══ 抜粋 ══
夏のファッションと冬のファッションは全く違います。女性ならばはっきりした冬のファッションを楽しめることでしょう。
今でこそなくなりましたが、家の中では秋になるとストーブを据え付けて、窓にビニールを貼りました。
春にはそのビニールをはがして、煙突掃除をするのが風物詩とも言えました。
北海道の道路は、歩道と車道の間が本州よりも広く作られています。これは冬に雪を置くためのスペースで、雪国に必要なスペースとして認められていますが、このスペースは夏には格好のサイクリングのための道になります。
私の今いる機械課では、冬の除雪車のロータリー部分を夏は草刈り機に取り替えて、冬も夏も働けるような車を投入し始めています。
北海道の夏と冬は全く違う国なのです。
═══
══ 提供された情報 ══
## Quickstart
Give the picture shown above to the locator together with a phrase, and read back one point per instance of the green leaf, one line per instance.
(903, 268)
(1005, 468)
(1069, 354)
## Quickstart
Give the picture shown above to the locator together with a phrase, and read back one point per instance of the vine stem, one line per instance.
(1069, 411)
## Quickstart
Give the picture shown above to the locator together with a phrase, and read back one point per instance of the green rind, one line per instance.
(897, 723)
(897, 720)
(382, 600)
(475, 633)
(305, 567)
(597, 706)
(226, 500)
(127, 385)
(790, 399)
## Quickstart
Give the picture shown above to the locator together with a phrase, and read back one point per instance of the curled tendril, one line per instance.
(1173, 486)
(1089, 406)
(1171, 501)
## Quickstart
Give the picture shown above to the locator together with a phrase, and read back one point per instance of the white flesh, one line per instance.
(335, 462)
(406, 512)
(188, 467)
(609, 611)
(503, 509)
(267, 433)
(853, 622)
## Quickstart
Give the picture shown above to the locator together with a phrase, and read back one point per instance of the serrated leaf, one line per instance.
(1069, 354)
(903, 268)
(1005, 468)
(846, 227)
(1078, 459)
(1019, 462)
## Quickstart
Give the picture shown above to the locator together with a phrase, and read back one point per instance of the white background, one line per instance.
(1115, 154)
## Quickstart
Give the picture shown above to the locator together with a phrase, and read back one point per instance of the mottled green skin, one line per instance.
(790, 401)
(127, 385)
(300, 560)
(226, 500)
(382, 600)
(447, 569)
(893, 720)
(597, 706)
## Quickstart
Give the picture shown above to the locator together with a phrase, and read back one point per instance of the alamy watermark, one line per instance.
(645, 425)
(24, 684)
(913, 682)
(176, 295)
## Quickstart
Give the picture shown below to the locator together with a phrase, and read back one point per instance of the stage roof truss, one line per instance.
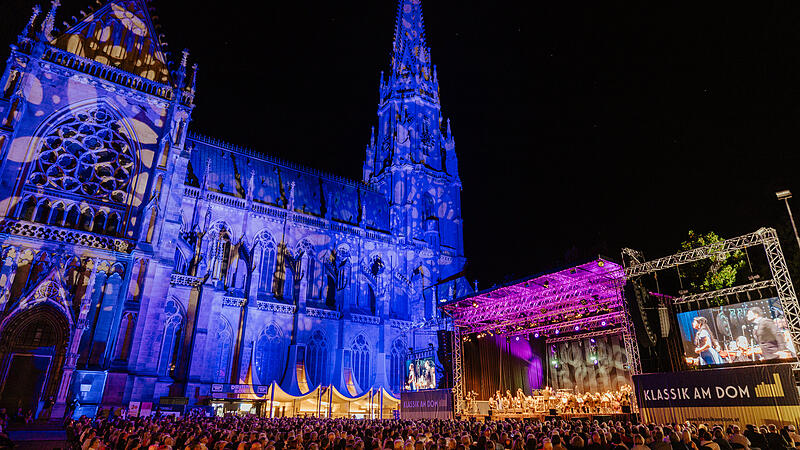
(587, 335)
(637, 266)
(577, 294)
(588, 296)
(757, 286)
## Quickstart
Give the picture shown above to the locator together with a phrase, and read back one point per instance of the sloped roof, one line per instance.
(119, 34)
(315, 193)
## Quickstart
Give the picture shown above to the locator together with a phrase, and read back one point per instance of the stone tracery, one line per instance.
(86, 153)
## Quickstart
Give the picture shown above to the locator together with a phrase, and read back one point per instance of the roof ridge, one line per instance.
(280, 161)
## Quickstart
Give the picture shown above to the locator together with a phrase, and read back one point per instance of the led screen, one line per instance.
(420, 374)
(748, 332)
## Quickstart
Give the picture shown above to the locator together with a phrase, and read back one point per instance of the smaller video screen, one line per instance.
(420, 374)
(748, 332)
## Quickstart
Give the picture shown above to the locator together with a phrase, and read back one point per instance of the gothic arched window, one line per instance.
(264, 262)
(427, 207)
(57, 214)
(270, 352)
(170, 346)
(42, 212)
(27, 209)
(224, 340)
(361, 358)
(397, 365)
(87, 153)
(316, 358)
(125, 336)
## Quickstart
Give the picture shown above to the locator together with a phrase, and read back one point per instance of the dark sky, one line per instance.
(588, 126)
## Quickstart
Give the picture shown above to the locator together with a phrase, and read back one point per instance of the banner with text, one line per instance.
(754, 394)
(430, 404)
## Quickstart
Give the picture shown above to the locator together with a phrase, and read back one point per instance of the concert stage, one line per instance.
(569, 330)
(541, 417)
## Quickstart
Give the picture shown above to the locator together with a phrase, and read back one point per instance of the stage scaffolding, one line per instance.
(636, 266)
(567, 304)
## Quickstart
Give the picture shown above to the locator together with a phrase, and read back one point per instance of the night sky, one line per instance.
(579, 129)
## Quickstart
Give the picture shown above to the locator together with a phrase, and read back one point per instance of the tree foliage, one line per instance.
(716, 272)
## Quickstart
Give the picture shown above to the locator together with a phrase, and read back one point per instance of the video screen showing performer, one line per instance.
(420, 374)
(752, 332)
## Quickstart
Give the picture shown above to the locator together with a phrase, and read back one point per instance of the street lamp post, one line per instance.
(785, 195)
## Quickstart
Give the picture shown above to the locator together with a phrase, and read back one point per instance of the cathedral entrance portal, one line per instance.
(32, 351)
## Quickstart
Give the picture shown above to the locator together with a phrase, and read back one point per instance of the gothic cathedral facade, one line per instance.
(141, 260)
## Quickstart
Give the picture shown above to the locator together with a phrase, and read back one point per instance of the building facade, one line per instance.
(141, 260)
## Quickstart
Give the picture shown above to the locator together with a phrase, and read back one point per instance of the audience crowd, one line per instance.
(253, 433)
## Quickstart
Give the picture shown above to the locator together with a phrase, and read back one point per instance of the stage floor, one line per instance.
(541, 416)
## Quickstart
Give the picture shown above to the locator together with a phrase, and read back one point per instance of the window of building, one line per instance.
(361, 358)
(270, 355)
(316, 358)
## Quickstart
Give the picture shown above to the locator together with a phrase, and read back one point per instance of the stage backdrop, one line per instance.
(572, 365)
(497, 363)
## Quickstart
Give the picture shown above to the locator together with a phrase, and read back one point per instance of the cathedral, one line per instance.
(143, 260)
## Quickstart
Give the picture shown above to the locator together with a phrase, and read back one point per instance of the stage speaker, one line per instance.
(445, 354)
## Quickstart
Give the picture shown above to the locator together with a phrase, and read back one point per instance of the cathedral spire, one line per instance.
(411, 56)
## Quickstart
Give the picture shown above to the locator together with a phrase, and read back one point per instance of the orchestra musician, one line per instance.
(606, 402)
(411, 380)
(765, 333)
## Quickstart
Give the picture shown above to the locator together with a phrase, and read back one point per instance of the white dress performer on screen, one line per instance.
(766, 333)
(411, 380)
(705, 343)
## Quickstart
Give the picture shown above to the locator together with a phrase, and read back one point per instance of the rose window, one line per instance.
(87, 154)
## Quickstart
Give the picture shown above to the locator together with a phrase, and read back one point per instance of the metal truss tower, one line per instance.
(636, 266)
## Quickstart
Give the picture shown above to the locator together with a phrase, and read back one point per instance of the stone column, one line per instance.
(72, 352)
(5, 294)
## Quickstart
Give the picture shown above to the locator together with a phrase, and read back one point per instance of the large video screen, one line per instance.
(420, 374)
(748, 332)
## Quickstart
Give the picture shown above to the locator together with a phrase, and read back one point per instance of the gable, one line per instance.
(121, 35)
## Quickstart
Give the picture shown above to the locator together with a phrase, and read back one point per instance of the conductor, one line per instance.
(765, 332)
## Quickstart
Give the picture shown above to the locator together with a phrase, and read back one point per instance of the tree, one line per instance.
(716, 272)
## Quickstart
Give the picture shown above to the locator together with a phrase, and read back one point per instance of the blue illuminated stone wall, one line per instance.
(171, 261)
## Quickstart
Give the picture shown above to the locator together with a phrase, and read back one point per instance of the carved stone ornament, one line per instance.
(86, 153)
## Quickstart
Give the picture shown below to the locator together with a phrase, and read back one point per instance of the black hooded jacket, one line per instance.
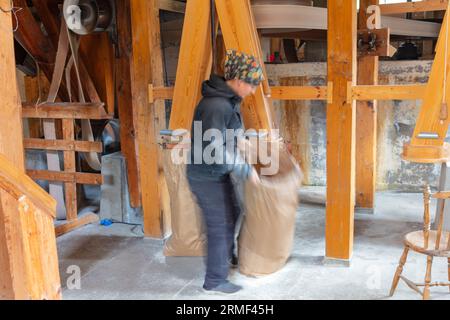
(219, 109)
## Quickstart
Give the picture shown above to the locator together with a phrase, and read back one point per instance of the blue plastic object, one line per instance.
(106, 222)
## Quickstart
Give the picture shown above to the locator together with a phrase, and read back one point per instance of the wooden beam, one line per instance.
(158, 108)
(289, 17)
(299, 93)
(62, 176)
(28, 258)
(63, 145)
(366, 124)
(433, 117)
(143, 24)
(125, 104)
(17, 184)
(72, 225)
(341, 130)
(13, 282)
(63, 110)
(355, 92)
(172, 6)
(70, 188)
(195, 60)
(388, 92)
(419, 6)
(239, 32)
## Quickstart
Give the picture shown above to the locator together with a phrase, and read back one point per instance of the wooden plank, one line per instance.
(160, 93)
(32, 87)
(295, 120)
(125, 104)
(366, 124)
(98, 50)
(65, 111)
(172, 6)
(158, 114)
(299, 93)
(341, 130)
(61, 176)
(388, 92)
(419, 6)
(357, 92)
(63, 145)
(70, 188)
(17, 184)
(288, 17)
(239, 33)
(144, 117)
(13, 284)
(16, 267)
(192, 70)
(429, 119)
(75, 224)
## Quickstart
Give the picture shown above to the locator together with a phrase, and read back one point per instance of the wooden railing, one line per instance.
(29, 263)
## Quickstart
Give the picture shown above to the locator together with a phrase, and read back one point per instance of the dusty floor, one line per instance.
(117, 263)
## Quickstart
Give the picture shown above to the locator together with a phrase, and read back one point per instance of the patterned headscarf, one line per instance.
(239, 65)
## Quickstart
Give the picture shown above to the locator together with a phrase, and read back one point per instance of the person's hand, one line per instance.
(253, 176)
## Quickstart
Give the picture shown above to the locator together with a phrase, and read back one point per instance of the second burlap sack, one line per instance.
(267, 233)
(188, 237)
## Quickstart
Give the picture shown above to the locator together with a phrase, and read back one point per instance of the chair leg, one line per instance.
(399, 271)
(426, 290)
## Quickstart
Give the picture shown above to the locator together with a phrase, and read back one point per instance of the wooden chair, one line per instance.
(432, 243)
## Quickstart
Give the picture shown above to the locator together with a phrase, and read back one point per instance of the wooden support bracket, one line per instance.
(426, 153)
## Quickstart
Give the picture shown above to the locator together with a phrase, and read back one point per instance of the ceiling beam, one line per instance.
(172, 6)
(420, 6)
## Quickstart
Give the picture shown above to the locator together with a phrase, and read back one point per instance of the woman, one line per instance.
(210, 182)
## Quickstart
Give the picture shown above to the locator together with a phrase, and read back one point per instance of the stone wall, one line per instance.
(303, 123)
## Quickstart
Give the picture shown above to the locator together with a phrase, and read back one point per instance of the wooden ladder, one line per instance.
(68, 113)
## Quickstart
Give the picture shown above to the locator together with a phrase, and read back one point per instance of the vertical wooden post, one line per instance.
(70, 188)
(366, 124)
(341, 130)
(146, 117)
(13, 273)
(159, 106)
(194, 63)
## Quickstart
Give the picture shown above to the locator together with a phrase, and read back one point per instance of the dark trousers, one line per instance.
(220, 208)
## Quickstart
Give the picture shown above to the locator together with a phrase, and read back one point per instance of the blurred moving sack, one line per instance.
(188, 237)
(267, 233)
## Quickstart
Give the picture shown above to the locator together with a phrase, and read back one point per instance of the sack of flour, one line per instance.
(270, 205)
(188, 238)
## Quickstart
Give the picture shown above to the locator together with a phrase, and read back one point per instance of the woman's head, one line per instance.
(243, 72)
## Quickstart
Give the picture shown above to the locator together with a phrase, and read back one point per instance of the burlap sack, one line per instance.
(267, 232)
(188, 237)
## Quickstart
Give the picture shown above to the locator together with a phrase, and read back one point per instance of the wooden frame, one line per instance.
(28, 254)
(68, 112)
(419, 6)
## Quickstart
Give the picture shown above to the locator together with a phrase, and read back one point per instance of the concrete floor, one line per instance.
(118, 263)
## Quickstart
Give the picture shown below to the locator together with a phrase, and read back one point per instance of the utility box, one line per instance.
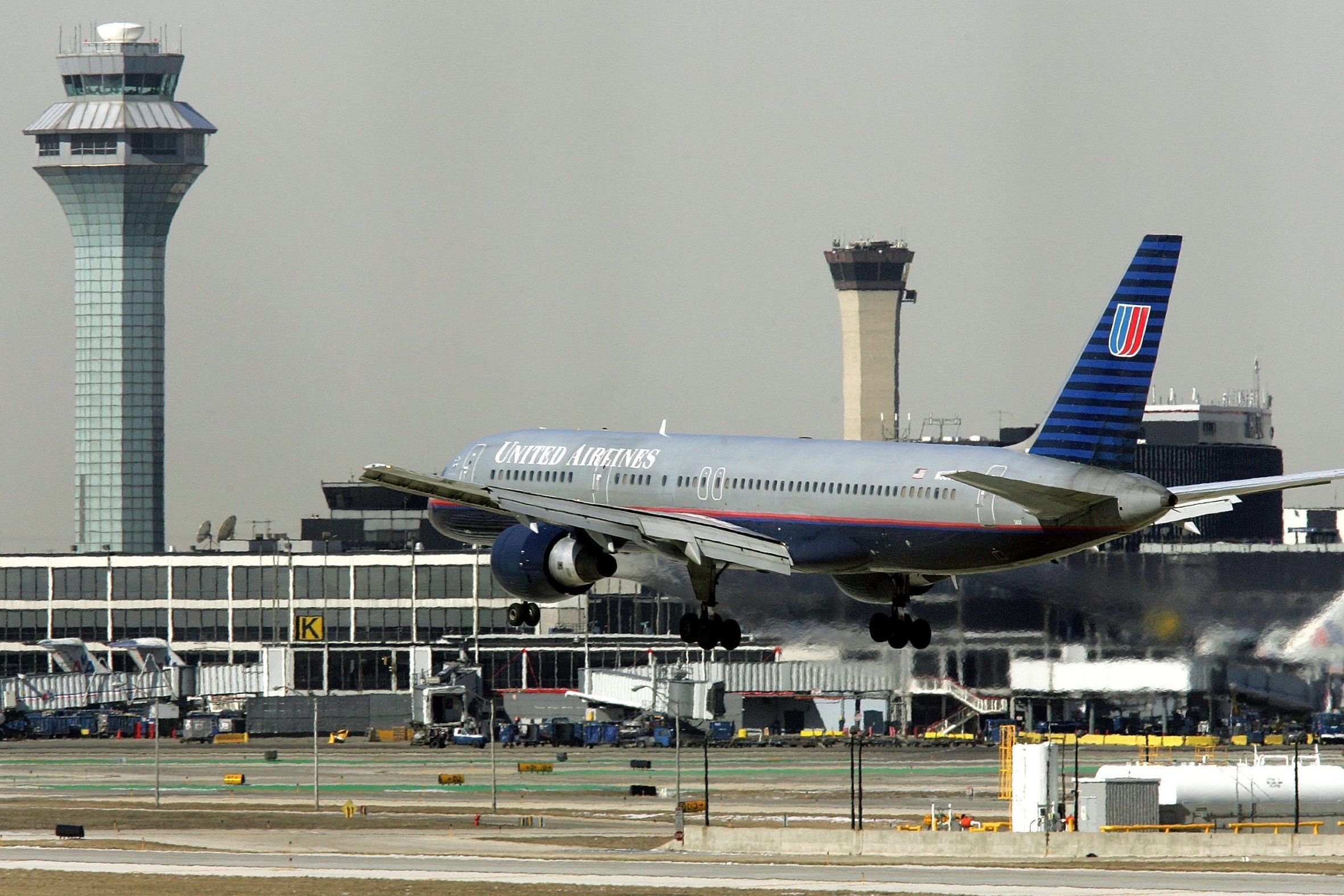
(1119, 801)
(1035, 788)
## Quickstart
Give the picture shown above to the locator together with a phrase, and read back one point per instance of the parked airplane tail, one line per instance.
(1097, 416)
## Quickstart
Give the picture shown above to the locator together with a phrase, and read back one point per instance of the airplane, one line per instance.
(886, 520)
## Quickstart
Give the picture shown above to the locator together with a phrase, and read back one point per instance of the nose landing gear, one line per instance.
═══
● **取り組む課題**
**A)** 北海道の夏と冬を扱った抜粋によると、北海道の道路で歩道と車道の間が本州より広く作られているのは何のためか。
**B)** 北海道の夏と冬についての文章を、最後の文のあとから引き継いで書き進めよ。

● **解答**
**A)** 冬に雪を置くためのスペースとするため。

**B)**
東京が考える公園利用は、年中子供たちが遊具で遊ぶ公園ですが、北海道では夏は遊び、冬は地域の役に立つスペースで良いし、公園は夏の利用方法と冬の利用方法が異なっていても良いし、異なっていることを前提とした設計・施工・維持管理があるべきなのです。
この考え方を、役所の公園担当部局だけではなく、北国に住む私たち全員があらためて自覚をした方が良いと思います。
知らず知らずのうちの夏の過ごし方と冬の過ごし方を、一年で二つの国に生きていると思うこと。
そのための備えは本州の二倍かかるかも知れませんが、それも含めて受け入れてライフスタイルの前提にしましょう。
そこから北国で暮らすライフスタイルをあらためて考えようではありませんか。